**Instructions for the task:** Update the stretch of the records from the line with "Target: taillight" through the end, swapping "picture above" for "image shown above" and keeping every other word unchanged. Leave the pictures out of your answer.

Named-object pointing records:
_ _ _ _

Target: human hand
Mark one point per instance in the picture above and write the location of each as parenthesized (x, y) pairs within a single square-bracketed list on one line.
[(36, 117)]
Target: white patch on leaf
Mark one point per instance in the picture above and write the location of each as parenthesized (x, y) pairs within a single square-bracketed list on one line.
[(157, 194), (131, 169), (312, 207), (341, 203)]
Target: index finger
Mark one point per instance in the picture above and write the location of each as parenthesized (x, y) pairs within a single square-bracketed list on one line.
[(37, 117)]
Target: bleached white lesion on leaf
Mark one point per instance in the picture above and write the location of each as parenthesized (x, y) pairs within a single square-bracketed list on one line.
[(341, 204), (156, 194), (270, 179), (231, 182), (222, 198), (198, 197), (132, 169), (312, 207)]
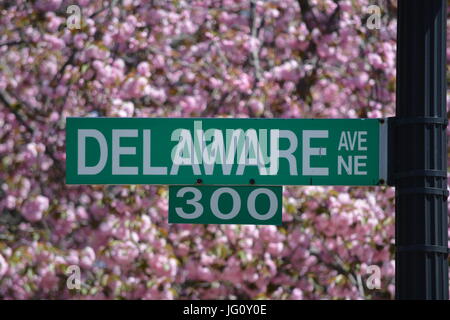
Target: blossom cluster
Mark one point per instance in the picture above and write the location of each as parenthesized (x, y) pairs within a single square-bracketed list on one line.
[(198, 58)]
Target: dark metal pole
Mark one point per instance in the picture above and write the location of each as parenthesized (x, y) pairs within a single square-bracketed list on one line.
[(419, 144)]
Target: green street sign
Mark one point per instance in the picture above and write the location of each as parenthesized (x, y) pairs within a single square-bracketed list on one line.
[(225, 204), (224, 151)]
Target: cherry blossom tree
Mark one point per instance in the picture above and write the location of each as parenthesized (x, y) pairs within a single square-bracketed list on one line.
[(180, 58)]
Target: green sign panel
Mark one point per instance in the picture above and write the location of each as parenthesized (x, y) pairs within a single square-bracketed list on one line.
[(219, 151), (225, 205)]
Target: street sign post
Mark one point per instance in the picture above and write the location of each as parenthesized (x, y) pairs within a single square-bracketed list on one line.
[(219, 151), (225, 205)]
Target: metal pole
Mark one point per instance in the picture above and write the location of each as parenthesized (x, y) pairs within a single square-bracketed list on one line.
[(419, 144)]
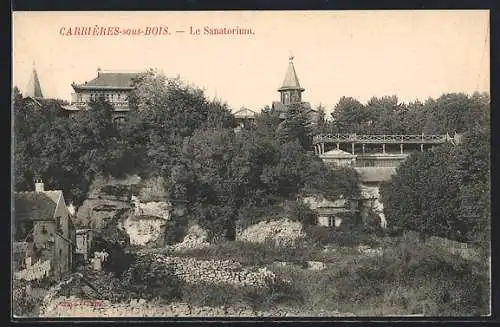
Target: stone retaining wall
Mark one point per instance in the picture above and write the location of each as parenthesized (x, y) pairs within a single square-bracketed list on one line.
[(230, 272)]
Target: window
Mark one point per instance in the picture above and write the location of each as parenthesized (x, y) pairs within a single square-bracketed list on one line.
[(119, 121), (59, 225)]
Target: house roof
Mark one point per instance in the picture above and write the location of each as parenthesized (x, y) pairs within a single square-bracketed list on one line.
[(245, 113), (21, 247), (109, 81), (291, 81), (34, 89), (375, 174), (34, 206)]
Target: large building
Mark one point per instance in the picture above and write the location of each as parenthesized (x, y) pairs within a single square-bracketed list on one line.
[(112, 86)]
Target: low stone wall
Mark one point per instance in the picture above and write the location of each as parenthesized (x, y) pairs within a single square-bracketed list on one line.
[(282, 232), (230, 272), (74, 307)]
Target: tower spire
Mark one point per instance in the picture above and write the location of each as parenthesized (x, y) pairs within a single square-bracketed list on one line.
[(34, 89)]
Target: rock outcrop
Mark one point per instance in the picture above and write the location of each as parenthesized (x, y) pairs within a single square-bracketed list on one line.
[(196, 237), (281, 232)]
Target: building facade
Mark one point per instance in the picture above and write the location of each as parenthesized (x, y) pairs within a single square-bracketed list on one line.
[(113, 87)]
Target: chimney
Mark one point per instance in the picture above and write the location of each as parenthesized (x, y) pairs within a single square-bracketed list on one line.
[(39, 185)]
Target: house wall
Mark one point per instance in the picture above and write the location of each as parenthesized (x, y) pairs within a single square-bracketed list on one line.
[(110, 95), (41, 236), (63, 248)]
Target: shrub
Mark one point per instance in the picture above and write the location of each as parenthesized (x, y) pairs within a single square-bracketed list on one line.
[(24, 302), (276, 292), (412, 278), (147, 278)]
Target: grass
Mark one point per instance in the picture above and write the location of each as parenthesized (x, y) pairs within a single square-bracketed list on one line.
[(410, 278)]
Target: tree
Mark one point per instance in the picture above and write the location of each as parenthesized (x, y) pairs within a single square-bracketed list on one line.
[(349, 115), (296, 126), (444, 192)]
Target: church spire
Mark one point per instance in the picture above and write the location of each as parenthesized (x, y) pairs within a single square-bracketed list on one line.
[(291, 91), (34, 89)]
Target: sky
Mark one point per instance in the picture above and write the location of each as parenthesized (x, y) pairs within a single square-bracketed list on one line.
[(411, 54)]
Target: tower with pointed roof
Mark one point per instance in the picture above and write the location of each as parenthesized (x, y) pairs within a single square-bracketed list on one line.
[(34, 90), (291, 94), (290, 90)]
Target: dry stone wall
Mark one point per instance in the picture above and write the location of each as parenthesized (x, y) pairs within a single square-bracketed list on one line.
[(74, 307), (229, 272)]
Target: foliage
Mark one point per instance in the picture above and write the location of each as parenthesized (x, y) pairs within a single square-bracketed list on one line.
[(450, 113), (24, 302), (296, 126)]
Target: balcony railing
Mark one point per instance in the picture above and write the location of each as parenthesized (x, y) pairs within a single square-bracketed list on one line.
[(374, 138), (113, 103)]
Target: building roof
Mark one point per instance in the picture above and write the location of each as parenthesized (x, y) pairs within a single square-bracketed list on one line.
[(109, 81), (34, 89), (291, 81), (21, 247), (375, 174), (245, 113), (34, 206)]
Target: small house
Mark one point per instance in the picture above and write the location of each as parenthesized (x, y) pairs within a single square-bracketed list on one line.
[(42, 220)]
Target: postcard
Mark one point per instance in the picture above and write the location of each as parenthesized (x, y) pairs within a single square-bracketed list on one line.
[(251, 164)]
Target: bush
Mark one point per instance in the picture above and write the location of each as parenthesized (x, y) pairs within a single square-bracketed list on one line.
[(412, 278), (24, 303), (147, 278), (276, 292)]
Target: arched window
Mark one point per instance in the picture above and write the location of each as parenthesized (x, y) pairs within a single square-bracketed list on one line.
[(119, 121)]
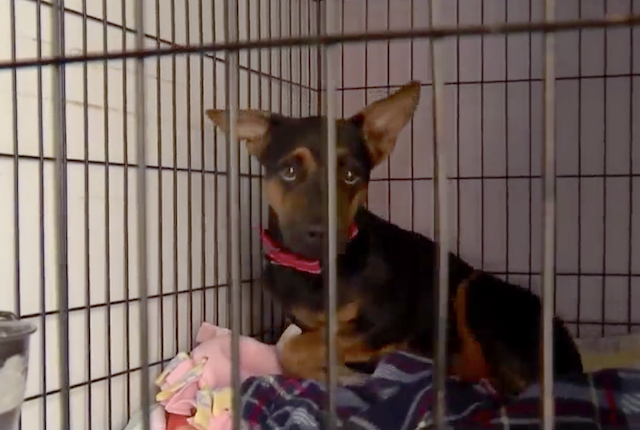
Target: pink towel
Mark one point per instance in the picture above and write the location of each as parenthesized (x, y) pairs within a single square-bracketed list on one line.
[(208, 368)]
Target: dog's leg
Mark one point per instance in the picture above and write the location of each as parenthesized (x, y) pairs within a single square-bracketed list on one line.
[(304, 356)]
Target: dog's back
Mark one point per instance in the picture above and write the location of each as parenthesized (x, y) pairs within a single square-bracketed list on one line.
[(504, 319)]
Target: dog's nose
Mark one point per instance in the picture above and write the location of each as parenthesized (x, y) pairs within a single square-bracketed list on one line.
[(315, 233)]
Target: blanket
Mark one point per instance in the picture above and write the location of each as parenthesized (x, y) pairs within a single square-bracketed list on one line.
[(400, 395)]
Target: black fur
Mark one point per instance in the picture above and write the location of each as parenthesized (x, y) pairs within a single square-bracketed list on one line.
[(392, 272)]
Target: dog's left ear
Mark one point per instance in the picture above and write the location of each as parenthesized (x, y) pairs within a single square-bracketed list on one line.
[(252, 127), (382, 121)]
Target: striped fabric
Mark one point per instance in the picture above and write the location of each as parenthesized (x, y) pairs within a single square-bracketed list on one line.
[(399, 395)]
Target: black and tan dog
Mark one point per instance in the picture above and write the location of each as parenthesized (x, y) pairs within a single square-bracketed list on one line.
[(386, 275)]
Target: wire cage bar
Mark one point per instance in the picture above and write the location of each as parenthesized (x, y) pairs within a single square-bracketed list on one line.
[(314, 44)]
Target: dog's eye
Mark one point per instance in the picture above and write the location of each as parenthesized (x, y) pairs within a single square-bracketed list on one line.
[(288, 173), (350, 178)]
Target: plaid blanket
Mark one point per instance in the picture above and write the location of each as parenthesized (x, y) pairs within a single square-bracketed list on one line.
[(399, 395)]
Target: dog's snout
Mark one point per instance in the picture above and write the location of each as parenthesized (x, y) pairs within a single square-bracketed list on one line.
[(315, 233)]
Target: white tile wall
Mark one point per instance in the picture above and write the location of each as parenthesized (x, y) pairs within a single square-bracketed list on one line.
[(493, 124), (186, 209)]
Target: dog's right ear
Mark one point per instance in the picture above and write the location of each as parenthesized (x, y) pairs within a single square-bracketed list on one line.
[(252, 125)]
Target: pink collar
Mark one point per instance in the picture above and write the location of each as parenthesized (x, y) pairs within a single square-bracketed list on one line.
[(279, 257)]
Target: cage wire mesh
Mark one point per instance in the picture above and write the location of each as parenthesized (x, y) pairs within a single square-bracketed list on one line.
[(126, 224)]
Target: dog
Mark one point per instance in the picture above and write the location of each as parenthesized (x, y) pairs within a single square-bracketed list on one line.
[(386, 288)]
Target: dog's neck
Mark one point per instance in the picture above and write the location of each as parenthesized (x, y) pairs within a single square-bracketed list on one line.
[(278, 255)]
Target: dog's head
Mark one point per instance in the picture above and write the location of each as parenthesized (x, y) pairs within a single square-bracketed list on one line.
[(293, 154)]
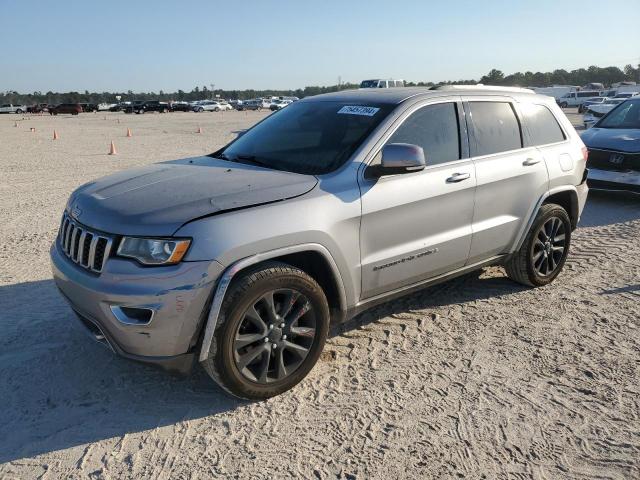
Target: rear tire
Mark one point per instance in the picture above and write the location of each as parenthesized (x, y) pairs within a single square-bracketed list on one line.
[(544, 251), (271, 330)]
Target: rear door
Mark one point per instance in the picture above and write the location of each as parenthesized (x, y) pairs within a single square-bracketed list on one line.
[(418, 225), (511, 177)]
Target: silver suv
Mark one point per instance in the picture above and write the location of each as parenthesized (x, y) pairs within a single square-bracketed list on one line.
[(242, 259)]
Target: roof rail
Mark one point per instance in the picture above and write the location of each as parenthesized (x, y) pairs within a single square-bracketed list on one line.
[(481, 87)]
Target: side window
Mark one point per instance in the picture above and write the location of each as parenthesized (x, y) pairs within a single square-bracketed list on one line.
[(496, 127), (435, 129), (542, 125)]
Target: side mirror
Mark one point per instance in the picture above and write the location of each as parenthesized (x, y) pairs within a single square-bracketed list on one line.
[(398, 158)]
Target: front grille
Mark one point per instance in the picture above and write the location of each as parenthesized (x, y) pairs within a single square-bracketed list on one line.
[(87, 248), (612, 160)]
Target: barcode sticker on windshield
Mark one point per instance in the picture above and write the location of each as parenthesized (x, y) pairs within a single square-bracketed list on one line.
[(358, 110)]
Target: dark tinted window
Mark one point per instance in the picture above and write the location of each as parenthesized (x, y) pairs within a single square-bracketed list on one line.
[(542, 125), (308, 137), (435, 129), (496, 128)]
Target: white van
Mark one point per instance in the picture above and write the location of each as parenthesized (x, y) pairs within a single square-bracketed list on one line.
[(379, 83), (575, 99)]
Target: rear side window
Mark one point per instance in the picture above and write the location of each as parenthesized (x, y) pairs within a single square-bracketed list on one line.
[(496, 127), (435, 129), (542, 125)]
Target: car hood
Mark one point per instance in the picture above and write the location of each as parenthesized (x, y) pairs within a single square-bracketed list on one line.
[(158, 199), (622, 139)]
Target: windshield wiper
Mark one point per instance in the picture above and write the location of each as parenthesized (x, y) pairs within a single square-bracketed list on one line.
[(252, 159)]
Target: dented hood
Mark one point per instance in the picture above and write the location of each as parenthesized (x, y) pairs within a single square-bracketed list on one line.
[(158, 199)]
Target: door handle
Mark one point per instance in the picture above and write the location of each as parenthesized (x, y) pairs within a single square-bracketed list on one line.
[(530, 161), (458, 177)]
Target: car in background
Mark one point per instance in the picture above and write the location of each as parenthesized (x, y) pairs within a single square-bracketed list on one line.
[(575, 99), (89, 107), (279, 104), (625, 95), (38, 108), (180, 107), (212, 106), (118, 107), (72, 108), (379, 83), (103, 107), (591, 101), (253, 104), (596, 112), (614, 148), (9, 108)]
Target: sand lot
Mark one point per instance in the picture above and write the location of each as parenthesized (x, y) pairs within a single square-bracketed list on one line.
[(475, 378)]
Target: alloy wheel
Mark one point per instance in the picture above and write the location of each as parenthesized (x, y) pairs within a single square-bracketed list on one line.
[(549, 247), (275, 336)]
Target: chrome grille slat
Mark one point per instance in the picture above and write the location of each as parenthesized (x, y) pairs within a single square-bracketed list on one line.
[(72, 238)]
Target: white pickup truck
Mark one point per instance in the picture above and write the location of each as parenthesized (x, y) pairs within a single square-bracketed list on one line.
[(9, 108)]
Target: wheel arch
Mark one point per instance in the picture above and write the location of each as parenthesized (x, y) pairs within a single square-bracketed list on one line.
[(566, 196), (314, 259)]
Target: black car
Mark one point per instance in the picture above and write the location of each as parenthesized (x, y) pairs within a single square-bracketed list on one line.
[(614, 149), (148, 106)]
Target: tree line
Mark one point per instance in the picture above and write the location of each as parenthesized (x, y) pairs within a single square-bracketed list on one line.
[(580, 76)]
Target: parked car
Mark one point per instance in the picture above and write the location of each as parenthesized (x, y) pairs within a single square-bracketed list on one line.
[(136, 106), (597, 111), (279, 104), (103, 107), (72, 108), (9, 108), (89, 107), (118, 107), (181, 107), (614, 148), (378, 83), (591, 101), (212, 106), (38, 108), (575, 99), (234, 271)]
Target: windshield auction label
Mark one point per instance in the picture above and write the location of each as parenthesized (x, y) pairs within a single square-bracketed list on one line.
[(358, 110)]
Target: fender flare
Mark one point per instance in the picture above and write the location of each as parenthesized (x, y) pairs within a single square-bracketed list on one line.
[(230, 272), (525, 229)]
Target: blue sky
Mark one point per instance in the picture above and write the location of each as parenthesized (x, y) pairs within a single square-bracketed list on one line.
[(169, 45)]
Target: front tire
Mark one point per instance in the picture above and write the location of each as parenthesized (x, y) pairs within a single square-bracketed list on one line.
[(544, 251), (272, 328)]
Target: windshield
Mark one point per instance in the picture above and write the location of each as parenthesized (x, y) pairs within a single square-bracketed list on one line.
[(625, 115), (307, 137), (369, 84)]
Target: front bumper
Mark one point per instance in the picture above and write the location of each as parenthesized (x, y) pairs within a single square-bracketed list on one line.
[(178, 295), (612, 180)]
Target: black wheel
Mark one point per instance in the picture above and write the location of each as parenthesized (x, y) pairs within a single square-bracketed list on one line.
[(544, 251), (272, 328)]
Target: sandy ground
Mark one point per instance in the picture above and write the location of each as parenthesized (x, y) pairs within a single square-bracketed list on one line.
[(475, 378)]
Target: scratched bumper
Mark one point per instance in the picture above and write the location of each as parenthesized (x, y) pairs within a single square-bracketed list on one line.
[(178, 296)]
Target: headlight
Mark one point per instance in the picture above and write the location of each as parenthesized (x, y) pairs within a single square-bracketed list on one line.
[(154, 251)]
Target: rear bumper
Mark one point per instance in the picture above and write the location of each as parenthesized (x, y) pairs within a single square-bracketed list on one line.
[(178, 296), (611, 180)]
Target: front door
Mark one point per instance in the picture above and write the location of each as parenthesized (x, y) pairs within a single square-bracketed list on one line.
[(418, 225)]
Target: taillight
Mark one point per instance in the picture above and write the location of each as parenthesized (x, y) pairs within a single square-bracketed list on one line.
[(585, 153)]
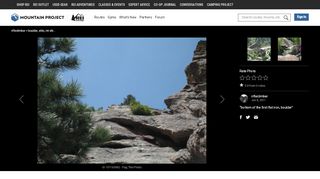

_ _ _ _

**Answer to this task:**
Target: taillight
Mark one point per instance in the image shown above and write the location of each as parenthesized (x, y) pairs within a single square-bracketed list on one line.
[(585, 153)]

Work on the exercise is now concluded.